- [What the task requires]: Reproduce the material word for word; the images stay out.

=-=-=

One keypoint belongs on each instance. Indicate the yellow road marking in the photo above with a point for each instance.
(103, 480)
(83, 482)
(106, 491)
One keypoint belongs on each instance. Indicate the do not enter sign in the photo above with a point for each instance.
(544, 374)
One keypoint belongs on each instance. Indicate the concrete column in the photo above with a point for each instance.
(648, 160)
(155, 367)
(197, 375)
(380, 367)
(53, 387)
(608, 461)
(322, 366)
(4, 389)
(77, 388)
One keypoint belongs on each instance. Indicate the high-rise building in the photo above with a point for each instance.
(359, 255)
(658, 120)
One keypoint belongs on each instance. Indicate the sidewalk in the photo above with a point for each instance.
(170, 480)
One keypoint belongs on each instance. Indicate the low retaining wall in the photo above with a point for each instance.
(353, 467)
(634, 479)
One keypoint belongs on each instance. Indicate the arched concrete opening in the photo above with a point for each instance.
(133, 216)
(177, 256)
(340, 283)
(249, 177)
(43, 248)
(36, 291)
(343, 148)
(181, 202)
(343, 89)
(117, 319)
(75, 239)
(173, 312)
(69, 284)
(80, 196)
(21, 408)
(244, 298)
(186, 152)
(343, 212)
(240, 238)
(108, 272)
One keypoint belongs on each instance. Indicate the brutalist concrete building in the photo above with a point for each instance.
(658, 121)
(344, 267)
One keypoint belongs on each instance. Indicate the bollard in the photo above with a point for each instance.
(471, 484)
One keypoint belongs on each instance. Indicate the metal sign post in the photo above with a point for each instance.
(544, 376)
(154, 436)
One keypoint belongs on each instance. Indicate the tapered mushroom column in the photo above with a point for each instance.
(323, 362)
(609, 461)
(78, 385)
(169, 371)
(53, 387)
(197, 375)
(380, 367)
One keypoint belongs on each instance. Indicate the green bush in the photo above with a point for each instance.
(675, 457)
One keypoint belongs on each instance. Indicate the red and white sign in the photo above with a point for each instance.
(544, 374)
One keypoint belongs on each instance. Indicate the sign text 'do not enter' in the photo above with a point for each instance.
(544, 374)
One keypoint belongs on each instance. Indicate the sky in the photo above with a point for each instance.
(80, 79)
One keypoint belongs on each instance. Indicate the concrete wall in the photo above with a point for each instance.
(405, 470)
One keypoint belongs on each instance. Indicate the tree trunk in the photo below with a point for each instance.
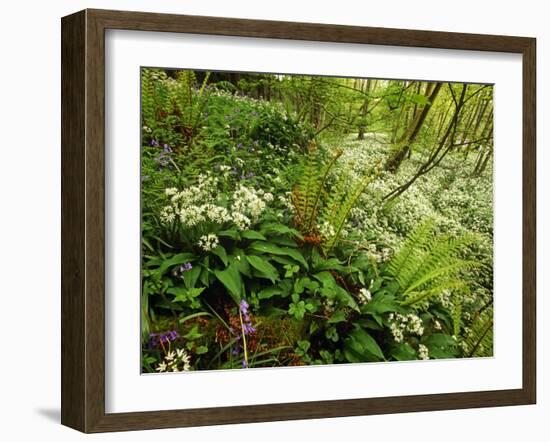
(404, 144)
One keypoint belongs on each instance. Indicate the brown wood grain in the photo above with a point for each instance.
(83, 219)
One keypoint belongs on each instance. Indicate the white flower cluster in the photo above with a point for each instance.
(175, 361)
(402, 324)
(423, 352)
(208, 242)
(364, 296)
(326, 230)
(198, 204)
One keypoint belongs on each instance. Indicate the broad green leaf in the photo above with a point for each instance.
(266, 247)
(337, 316)
(178, 259)
(252, 234)
(220, 252)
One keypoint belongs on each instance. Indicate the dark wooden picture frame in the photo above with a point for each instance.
(83, 216)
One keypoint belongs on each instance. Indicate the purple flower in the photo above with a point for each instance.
(248, 329)
(156, 339)
(186, 267)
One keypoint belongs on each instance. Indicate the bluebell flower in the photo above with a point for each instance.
(186, 267)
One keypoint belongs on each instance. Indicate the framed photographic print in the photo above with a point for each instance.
(268, 220)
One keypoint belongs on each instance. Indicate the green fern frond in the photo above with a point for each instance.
(420, 296)
(338, 209)
(416, 240)
(307, 194)
(427, 264)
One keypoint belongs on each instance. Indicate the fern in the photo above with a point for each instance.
(307, 194)
(314, 202)
(338, 209)
(427, 265)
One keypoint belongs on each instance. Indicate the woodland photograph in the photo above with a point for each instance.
(297, 220)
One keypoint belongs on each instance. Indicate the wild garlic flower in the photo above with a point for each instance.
(208, 242)
(175, 361)
(201, 203)
(247, 201)
(326, 230)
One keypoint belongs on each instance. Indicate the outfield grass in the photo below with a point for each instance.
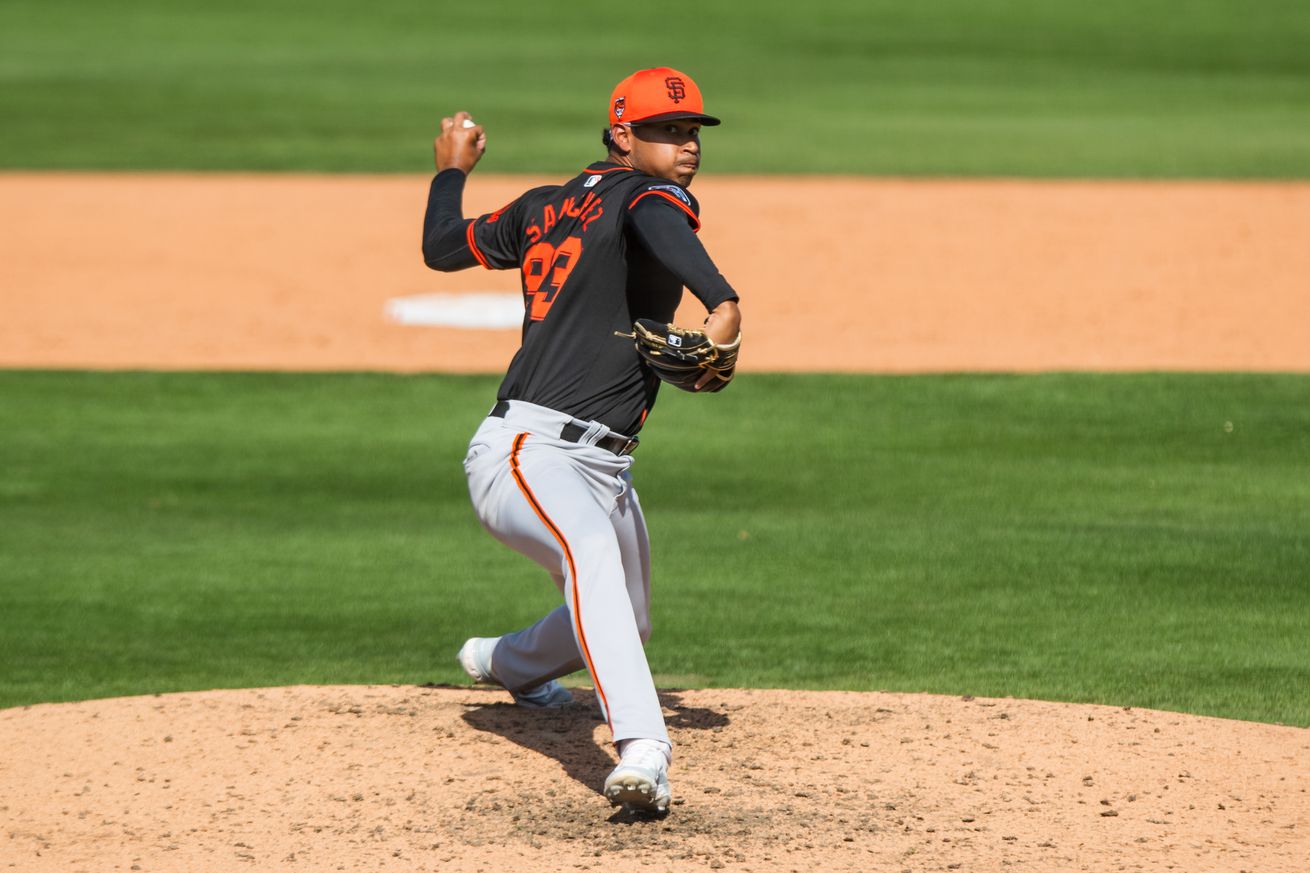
(1127, 539)
(1144, 88)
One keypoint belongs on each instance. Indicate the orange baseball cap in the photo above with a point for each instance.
(656, 95)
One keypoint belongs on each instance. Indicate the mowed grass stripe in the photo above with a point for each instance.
(1127, 539)
(1213, 88)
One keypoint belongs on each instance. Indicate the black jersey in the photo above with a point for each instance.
(586, 277)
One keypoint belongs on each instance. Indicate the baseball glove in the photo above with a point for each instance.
(680, 357)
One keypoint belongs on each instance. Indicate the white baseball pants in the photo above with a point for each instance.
(571, 507)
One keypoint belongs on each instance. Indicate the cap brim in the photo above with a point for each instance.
(708, 121)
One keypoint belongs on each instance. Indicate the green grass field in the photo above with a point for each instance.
(1144, 88)
(1128, 539)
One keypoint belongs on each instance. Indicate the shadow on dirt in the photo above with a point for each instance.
(566, 734)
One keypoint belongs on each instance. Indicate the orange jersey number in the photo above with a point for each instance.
(545, 269)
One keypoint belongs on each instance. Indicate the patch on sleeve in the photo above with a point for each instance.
(672, 189)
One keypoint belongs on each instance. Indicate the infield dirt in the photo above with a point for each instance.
(219, 271)
(836, 274)
(457, 779)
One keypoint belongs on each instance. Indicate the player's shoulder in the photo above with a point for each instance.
(653, 186)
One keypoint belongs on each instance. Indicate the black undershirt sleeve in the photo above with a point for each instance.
(446, 247)
(664, 232)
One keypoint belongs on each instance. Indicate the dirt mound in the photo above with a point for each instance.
(459, 779)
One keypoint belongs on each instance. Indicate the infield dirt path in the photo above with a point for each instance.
(836, 274)
(439, 779)
(177, 271)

=-=-=

- [Response]:
One keypoint belongs on each instance. Indicate the yellow road marking in the photo above with a point for each instance.
(103, 480)
(83, 482)
(106, 491)
One keypoint belongs on each instance. Indicate the do not enter sign in the photo above with a point for each instance.
(544, 374)
One keypoint belongs on each instance. Indicate the concrete column in the photo above with a point for each instance.
(648, 160)
(155, 367)
(197, 375)
(380, 367)
(53, 387)
(608, 461)
(322, 366)
(4, 389)
(77, 388)
One keypoint belongs on each instance. Indicate the high-rise building in the photo above with a point for each instance.
(359, 255)
(658, 120)
One keypoint belongs on each instance. Indicate the sidewalk in the photo above with a point for each instance.
(170, 480)
One keypoint belongs on each instance. Indicate the low retaining wall in the photo above with a point for each instance.
(353, 467)
(634, 479)
One keypoint belongs on each instance. Indicate the arched concrete opening in the photo above with a point for each instance.
(133, 216)
(177, 256)
(340, 283)
(249, 177)
(43, 248)
(36, 291)
(343, 148)
(181, 202)
(343, 89)
(117, 319)
(75, 239)
(173, 312)
(69, 284)
(80, 196)
(21, 408)
(244, 298)
(186, 152)
(343, 212)
(240, 238)
(108, 272)
One keypoint belongs on each instance. Indicate the brutalist concrete building in the photo above with a point for each instance.
(658, 121)
(344, 267)
One keypoint belongs on each instance. Indicate the bollard in the photo above with a point for each instance.
(471, 484)
One keypoint belongs on each instance. Indicate the metal sign post in the photo above with a point for each instance.
(544, 376)
(154, 436)
One keypoint belongs on each instance. Indicate the tapered mushroom column in the photo above with a point for each instance.
(323, 362)
(609, 461)
(78, 385)
(169, 371)
(53, 387)
(197, 375)
(380, 367)
One keypoint belongs on each instance. Indicate the green bush in the photo above with a point for each instance.
(675, 457)
One keypoint belongs on each instance. Indicate the red and white sign in the photo above with a point for each instance.
(544, 374)
One keypoint belongs on each instance. Indicate the sign text 'do not enter' in the photo above with a point for each instance.
(544, 374)
One keypoint belongs on each instance. Indicate the sky in the photo above with a point for each instance.
(80, 79)
One keypoint belongs on each instance. Indicate the concrete wall in the photo above with a point for each instance.
(405, 470)
One keypoint belongs on each instance. Indicate the tree trunk in the photo below with a point for each instance.
(404, 144)
One keypoint belongs on each instance. Indicate the brown wood grain in the photo above with a point for each instance.
(83, 219)
One keypoint belongs on each instance. Indicate the white flower cluster in the photo above with a point for each instance.
(175, 361)
(402, 324)
(423, 352)
(208, 242)
(364, 296)
(326, 230)
(198, 204)
One keypoint belongs on each instance. Indicate the broad green leaf in the photo above with a point for each instance.
(266, 247)
(337, 316)
(178, 259)
(252, 234)
(220, 252)
One keypoint belongs on each instance. Indicate the dark wooden picture frame in the photo above with a point for each instance.
(83, 216)
One keypoint belongs on each instance. Indicate the purple flower in the photo above with a point for each instance.
(248, 329)
(156, 339)
(186, 267)
One keypoint belongs on each instance. Indicate the bluebell flower in the photo above with a point for each instance.
(186, 267)
One keypoint belongs on each instance. Indicate the framed photographic print in the photo above with a point for each instance.
(268, 220)
One keypoint belongs on each instance. Indicate the green fern frond in the photo above with a point for each instance.
(420, 296)
(338, 209)
(416, 240)
(307, 194)
(427, 264)
One keypoint belongs on each instance. Indicate the fern in the photo above with a point for each instance.
(307, 194)
(314, 202)
(338, 209)
(427, 265)
One keypoint belongs on each instance. Indicate the woodland photograph in the photo above with a point for each instance.
(297, 220)
One keypoint belongs on each instance. Indicate the wild garlic flower in the photo above with a point for each instance.
(208, 242)
(175, 361)
(201, 203)
(247, 201)
(326, 230)
One keypoint belongs on each instance. Indicate the outfield grass in the photo below with a point for each instance.
(1127, 539)
(1144, 88)
One keypoint belongs on each instance. Indicate the orange baseball cap in the photo above with a point for each instance.
(656, 95)
One keypoint belongs on each instance. Indicate the mowed grass stripe in the photo above with a point for each instance.
(1127, 539)
(1213, 88)
One keypoint belongs on each instance. Indicate the black jersey in the photo above with a point for each instance.
(586, 277)
One keypoint belongs on each instance. Indicate the baseball glove in the photo above with a point for each instance.
(680, 357)
One keypoint belongs on each instance. Indicate the white baseball pants in the photo above with a point for each instance.
(571, 507)
One keypoint belongs on each instance. Indicate the cap brim in the photo above with a point for each instance.
(708, 121)
One keypoint belongs on each instance. Indicate the green grass field in the photo above with a point for each instance.
(1144, 88)
(1128, 539)
One keypoint belongs on each instance. Indicate the shadow on dirt in the photo above with a point for each instance.
(566, 734)
One keypoint belongs on each instance. Indicate the orange jersey number in the photo above with a point for each instance.
(545, 269)
One keypoint belongs on each instance. Indicate the patch on sleeve in the photo above with a point for each instance.
(672, 189)
One keypoint belongs on each instance. Indicate the infield dirt in the photo above with a point for each instance.
(219, 271)
(836, 274)
(457, 779)
One keypoint belongs on each instance. Indicate the player's shoulder in the photo above with a point for each instance.
(653, 186)
One keypoint belongs on each instance. Indicate the black undershirt sleeve in the photo above with a point for each instance.
(446, 247)
(664, 232)
One keypoint belongs on each instance. Indicate the dirt mound in the photo above with a point for each instance.
(459, 779)
One keypoint belongs on each instance. Indicate the infield dirt path in the photo above with a point for each instance.
(836, 274)
(439, 779)
(177, 271)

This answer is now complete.